* Aim of the task: Copy the lines below word for word, but leave out the pictures.

Bounding-box lines
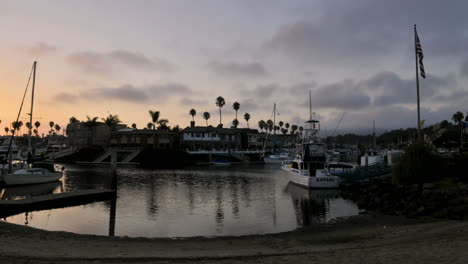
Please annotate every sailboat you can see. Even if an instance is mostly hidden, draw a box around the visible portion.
[2,61,63,185]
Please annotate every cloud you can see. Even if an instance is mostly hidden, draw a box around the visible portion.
[52,93,78,103]
[82,84,149,103]
[68,50,175,74]
[180,97,208,106]
[208,61,268,78]
[308,80,371,110]
[252,83,280,98]
[359,72,457,105]
[27,42,58,56]
[81,83,192,103]
[149,83,192,96]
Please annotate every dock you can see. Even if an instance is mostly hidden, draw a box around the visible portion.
[0,189,117,218]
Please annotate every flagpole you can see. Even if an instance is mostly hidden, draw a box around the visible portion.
[414,24,421,141]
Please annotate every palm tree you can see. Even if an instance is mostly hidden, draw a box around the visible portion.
[54,124,62,133]
[84,116,99,145]
[216,96,226,125]
[232,119,239,128]
[244,113,250,128]
[70,116,80,124]
[49,121,55,135]
[101,114,122,132]
[158,119,169,130]
[149,110,159,129]
[291,125,298,135]
[203,112,211,126]
[190,109,197,122]
[452,111,464,151]
[266,119,273,133]
[232,102,240,120]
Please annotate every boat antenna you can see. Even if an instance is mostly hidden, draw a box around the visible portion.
[28,61,37,163]
[5,62,36,169]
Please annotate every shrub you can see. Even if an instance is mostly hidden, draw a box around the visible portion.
[393,143,445,185]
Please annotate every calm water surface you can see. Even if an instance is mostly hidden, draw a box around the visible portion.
[2,165,358,237]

* Written solution:
Please annotate every sailboat you can see. Even if an instance is mostly hidden, draw a box around the visible portion.
[2,61,63,185]
Please annotate every cloud you can see. Even if an instance is mostly hidden, draw a box around the visible portion.
[52,93,78,103]
[82,84,149,103]
[68,50,175,74]
[180,97,208,106]
[208,61,268,78]
[308,80,371,110]
[252,83,280,98]
[359,72,457,105]
[27,42,58,56]
[81,83,192,103]
[149,83,192,96]
Please annotate every dock you can see. Even if an instance is mostly hidden, draw a box around the visible portion.
[0,189,117,218]
Please annotate every flagpole you can see. Even if an instance is mostly hidden, draw a box around the visible portion.
[414,24,421,141]
Please annotate every palm tree you can see. Even if an instance is mostly hidden, draw a box around the visible portion.
[54,124,62,133]
[84,116,99,145]
[216,96,226,125]
[232,119,239,128]
[244,113,250,128]
[70,116,80,124]
[49,121,55,135]
[101,114,122,132]
[158,119,169,130]
[149,110,159,129]
[291,125,298,135]
[203,112,211,126]
[190,109,197,122]
[452,111,464,151]
[266,119,273,133]
[232,102,240,120]
Please annotate every boat antenna you can see. Even if an instance is mostly hidden, draw a box around the visible portion.
[28,61,37,163]
[5,62,36,169]
Please annotate every shrub you can see. Even if an instance is mostly hidden, draw a box around the visible portion.
[393,143,445,185]
Please annotate every calm water surface you can see. Even if an instance is mostly hidden, draw a box around the visible portion.
[2,165,358,237]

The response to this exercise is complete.